Aim :: Count the lines in the following data that contain the string "below". Reply with the count alone.
»»
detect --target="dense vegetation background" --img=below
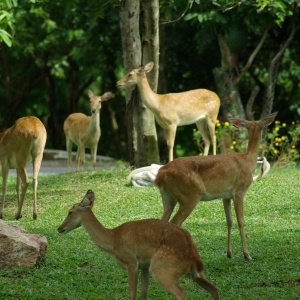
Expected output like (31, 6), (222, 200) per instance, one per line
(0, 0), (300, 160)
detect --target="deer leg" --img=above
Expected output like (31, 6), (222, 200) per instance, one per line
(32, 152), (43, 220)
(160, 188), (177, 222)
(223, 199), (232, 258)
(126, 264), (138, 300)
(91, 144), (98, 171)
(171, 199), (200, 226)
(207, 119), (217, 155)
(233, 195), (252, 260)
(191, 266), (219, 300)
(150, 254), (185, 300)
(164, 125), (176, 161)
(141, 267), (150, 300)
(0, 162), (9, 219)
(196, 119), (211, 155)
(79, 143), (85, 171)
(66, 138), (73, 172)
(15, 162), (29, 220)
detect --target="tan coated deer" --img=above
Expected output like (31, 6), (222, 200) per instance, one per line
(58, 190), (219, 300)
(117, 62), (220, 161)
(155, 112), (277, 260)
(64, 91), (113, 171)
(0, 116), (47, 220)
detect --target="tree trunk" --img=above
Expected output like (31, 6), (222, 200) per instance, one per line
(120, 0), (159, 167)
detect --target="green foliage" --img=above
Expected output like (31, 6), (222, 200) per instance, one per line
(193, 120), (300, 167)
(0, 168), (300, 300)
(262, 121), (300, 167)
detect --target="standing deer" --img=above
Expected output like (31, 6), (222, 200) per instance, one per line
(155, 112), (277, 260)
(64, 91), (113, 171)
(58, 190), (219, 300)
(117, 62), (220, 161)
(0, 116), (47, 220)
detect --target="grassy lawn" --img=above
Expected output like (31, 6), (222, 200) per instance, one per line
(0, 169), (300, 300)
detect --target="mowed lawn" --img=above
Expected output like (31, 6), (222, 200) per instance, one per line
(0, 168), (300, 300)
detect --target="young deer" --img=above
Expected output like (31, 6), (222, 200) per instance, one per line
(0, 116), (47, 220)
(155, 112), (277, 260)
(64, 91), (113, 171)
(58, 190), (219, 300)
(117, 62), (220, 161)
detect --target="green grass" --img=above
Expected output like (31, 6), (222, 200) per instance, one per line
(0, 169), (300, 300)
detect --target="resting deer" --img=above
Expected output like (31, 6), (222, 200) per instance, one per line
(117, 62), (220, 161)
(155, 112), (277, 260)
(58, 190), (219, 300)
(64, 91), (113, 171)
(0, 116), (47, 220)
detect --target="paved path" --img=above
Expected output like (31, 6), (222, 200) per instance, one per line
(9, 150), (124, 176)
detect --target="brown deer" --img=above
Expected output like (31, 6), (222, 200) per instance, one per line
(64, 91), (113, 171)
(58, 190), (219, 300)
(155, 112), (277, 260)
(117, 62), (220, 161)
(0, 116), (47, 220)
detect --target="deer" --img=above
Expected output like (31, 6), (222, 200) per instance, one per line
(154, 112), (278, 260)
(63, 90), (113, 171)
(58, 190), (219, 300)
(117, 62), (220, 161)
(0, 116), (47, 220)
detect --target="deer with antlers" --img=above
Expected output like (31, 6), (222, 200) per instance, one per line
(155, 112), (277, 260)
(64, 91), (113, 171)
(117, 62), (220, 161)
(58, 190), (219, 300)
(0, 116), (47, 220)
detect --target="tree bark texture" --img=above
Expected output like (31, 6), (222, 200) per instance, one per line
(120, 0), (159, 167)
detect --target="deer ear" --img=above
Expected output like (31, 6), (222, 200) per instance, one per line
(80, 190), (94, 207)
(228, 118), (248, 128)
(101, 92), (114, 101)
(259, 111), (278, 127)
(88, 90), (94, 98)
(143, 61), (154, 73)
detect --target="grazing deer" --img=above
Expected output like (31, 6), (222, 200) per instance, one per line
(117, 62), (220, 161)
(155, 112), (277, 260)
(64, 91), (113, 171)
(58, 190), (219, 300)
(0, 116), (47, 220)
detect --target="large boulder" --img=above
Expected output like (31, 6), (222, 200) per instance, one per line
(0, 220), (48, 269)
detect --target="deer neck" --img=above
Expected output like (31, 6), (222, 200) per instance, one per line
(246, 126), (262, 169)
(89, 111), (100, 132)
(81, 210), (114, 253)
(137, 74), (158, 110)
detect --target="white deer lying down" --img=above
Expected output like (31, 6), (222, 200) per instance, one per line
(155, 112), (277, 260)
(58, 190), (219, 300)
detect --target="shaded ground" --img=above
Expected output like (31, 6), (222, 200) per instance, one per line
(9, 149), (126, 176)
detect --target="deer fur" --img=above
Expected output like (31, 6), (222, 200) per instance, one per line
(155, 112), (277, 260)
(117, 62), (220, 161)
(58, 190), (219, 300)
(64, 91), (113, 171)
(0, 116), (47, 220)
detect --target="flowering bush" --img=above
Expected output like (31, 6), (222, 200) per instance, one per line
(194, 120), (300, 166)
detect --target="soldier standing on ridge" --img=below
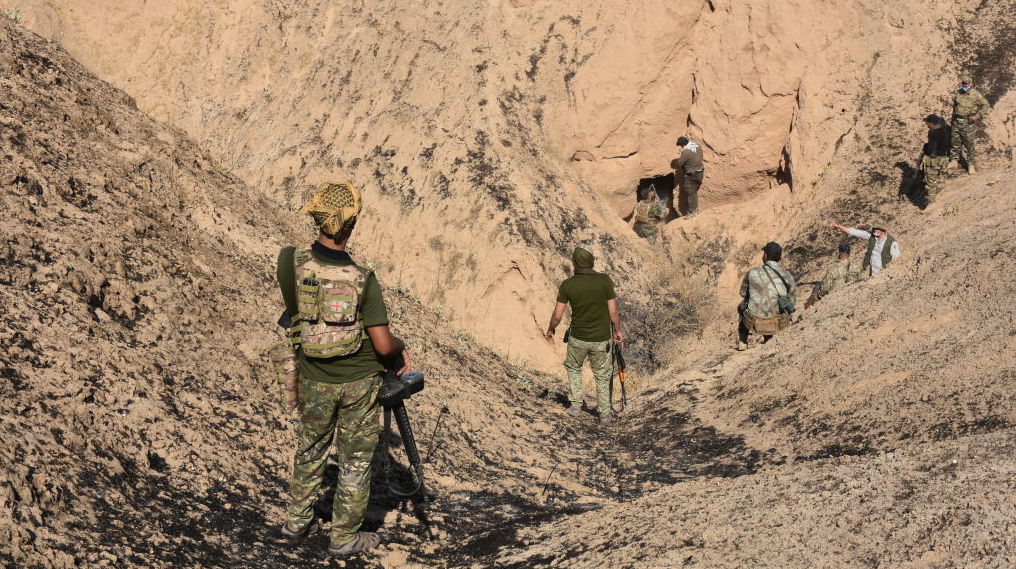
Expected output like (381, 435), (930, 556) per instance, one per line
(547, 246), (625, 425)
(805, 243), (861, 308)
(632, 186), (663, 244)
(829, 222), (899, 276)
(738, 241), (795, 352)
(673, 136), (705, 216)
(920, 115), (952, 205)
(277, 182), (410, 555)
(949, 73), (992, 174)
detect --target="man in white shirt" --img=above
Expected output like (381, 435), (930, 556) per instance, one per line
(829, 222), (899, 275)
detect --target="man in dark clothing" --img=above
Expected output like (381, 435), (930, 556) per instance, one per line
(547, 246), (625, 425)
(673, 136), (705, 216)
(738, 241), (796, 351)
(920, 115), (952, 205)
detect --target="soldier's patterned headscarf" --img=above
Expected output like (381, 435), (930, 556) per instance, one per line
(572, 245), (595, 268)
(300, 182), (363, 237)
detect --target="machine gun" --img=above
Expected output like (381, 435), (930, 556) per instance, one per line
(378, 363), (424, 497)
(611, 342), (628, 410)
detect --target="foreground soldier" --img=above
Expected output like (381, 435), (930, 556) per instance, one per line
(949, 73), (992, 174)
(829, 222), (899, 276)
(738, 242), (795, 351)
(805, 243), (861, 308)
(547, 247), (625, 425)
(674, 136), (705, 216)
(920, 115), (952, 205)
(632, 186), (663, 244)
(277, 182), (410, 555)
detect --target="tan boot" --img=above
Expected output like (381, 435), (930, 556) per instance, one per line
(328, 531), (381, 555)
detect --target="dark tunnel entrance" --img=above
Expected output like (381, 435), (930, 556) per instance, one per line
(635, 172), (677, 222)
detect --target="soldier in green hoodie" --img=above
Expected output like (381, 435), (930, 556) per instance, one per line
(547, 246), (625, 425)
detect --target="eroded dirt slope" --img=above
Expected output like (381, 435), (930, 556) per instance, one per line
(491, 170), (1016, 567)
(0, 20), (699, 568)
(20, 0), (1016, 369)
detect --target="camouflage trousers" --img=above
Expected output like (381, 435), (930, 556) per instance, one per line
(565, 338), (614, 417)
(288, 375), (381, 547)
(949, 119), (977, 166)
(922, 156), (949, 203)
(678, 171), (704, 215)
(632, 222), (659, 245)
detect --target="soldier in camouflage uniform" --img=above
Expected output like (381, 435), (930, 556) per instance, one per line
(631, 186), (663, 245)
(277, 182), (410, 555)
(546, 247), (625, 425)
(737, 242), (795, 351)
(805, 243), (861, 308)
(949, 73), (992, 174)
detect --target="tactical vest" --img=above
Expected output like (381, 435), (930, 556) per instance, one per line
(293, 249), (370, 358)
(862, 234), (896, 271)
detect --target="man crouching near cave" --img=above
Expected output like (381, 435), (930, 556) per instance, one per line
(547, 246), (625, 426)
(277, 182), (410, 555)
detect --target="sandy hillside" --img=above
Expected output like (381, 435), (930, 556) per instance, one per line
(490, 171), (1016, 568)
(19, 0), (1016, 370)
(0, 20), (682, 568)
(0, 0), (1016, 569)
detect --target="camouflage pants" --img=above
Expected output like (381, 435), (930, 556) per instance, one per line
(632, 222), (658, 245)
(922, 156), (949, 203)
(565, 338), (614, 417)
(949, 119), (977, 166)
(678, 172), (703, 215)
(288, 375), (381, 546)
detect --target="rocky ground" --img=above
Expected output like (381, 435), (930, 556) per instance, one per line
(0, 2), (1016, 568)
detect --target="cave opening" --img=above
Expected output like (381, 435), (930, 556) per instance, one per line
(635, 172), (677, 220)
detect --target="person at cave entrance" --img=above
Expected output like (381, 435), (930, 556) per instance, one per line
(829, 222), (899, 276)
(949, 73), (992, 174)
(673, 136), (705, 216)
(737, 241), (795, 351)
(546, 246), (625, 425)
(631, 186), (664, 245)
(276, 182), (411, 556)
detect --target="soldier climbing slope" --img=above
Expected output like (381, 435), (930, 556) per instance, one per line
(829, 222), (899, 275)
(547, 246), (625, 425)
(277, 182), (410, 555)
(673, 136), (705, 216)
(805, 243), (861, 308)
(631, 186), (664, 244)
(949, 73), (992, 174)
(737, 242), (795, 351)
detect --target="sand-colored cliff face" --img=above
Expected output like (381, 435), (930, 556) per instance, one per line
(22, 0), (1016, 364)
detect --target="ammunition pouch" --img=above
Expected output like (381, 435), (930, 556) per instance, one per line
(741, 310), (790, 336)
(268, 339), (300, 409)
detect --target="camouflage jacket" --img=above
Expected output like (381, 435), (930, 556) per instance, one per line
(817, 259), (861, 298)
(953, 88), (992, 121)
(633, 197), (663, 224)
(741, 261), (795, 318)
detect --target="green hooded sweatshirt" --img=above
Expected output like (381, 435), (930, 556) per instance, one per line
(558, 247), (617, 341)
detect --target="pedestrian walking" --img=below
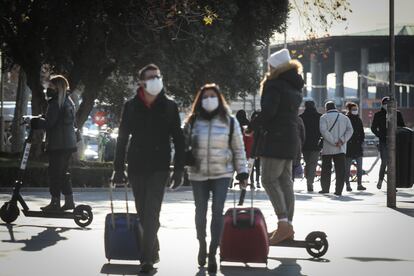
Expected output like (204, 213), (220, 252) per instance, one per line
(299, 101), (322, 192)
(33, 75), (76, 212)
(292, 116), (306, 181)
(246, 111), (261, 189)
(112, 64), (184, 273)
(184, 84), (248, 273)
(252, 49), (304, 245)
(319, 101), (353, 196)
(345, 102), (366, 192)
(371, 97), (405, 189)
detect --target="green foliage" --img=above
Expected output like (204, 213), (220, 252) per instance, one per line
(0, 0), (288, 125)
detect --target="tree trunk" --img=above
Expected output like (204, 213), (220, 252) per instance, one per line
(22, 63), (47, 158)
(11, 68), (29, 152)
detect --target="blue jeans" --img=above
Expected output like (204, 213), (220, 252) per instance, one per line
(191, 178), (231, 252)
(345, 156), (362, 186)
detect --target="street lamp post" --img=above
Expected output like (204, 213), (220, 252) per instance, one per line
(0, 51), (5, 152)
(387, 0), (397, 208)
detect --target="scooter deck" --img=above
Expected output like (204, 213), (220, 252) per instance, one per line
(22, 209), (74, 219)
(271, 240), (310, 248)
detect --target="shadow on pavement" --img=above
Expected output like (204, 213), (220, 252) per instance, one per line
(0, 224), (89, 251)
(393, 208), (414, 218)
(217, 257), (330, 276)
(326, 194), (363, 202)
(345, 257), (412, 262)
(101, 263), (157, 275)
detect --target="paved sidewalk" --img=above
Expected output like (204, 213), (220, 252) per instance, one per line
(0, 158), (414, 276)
««
Exercise output :: 3